§ **How to complete this task**
Copy word for word each line from the one that has "Where can the beige" to the last line of the records, with no other lines.

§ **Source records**
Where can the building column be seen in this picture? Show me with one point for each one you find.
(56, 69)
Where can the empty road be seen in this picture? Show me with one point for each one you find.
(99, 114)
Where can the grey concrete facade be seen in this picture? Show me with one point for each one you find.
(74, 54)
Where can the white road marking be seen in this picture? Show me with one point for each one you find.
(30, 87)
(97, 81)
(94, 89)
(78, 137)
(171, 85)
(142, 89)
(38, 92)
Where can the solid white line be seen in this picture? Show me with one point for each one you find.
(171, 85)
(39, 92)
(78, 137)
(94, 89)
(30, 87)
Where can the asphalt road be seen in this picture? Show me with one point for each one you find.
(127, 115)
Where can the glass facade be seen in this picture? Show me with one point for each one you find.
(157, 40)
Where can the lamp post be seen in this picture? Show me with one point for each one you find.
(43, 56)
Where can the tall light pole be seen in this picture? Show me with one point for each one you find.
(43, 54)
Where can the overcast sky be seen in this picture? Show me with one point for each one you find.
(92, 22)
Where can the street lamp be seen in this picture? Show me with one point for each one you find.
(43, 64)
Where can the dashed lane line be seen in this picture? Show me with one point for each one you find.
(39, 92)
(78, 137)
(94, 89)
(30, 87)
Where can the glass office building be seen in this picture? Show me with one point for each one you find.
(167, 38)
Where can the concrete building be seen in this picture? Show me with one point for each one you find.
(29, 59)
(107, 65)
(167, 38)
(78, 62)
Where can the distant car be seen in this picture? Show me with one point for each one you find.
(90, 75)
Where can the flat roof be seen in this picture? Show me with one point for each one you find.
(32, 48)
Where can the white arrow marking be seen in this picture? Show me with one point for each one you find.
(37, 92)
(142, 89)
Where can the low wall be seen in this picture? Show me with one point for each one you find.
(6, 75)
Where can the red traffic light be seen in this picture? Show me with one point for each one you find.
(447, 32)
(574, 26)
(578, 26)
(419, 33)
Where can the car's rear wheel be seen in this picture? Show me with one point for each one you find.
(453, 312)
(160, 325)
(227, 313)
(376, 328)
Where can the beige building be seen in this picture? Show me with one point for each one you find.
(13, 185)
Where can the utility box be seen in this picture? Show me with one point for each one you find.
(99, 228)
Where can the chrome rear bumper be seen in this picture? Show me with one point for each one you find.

§ **Completed exercise**
Where can the beige building be seen in this picture? Show me with one point for each one you find.
(13, 185)
Where can the utility box be seen in this picture? Show me with one point for each one you find.
(99, 228)
Where can the chrome rear bumper be seen in this picture? Show me with one point for each one you find.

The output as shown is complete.